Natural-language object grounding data
• • • • • • •
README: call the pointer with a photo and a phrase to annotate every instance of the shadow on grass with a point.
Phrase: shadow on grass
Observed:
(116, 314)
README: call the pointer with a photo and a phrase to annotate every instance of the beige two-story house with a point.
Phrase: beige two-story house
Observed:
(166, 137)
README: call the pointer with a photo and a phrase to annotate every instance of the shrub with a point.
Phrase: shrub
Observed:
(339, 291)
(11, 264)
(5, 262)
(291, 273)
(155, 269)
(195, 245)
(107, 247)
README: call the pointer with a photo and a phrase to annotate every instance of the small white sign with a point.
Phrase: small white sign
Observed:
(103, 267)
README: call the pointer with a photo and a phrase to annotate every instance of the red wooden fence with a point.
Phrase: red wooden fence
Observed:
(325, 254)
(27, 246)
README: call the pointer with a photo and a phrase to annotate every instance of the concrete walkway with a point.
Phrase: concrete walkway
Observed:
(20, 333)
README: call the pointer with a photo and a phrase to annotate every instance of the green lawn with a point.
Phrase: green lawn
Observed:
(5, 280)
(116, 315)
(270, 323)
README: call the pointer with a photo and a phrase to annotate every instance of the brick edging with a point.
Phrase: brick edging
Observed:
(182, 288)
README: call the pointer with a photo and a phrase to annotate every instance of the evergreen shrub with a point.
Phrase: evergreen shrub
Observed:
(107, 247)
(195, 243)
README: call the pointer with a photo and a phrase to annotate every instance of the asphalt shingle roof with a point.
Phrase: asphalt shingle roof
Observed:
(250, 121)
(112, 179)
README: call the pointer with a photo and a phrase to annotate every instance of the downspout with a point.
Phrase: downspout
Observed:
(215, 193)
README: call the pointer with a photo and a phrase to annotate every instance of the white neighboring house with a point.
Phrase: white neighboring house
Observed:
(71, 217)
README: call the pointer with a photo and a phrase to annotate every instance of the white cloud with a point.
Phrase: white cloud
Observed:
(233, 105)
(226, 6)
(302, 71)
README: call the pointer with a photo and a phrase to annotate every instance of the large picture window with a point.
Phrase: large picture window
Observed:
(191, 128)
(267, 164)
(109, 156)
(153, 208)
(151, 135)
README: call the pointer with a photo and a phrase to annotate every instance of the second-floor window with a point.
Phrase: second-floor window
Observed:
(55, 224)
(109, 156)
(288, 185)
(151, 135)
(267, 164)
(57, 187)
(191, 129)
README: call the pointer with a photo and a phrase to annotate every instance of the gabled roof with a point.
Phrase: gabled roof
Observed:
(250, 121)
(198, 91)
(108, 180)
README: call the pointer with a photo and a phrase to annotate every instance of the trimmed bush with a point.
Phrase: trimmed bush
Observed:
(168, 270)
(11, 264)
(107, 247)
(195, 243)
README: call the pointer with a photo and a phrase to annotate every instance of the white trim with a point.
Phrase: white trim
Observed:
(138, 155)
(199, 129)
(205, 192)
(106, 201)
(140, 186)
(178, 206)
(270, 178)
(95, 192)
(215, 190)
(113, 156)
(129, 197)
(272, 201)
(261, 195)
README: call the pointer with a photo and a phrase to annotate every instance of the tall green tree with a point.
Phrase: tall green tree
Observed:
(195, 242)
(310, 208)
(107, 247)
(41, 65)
• • • • • • •
▸ **TO DO**
Write down again the exact lines running from the beginning of the data to the line containing "two-story house with a point.", with both ends included.

▸ **TASK ANSWER**
README: call the pointer with a photo and a phrase to annotate every instance of the shadow on grass with a point.
Phrase: shadow on grass
Observed:
(116, 314)
README: call the pointer with a photo and a phrase to annotate every instance of the beige two-story house with a point.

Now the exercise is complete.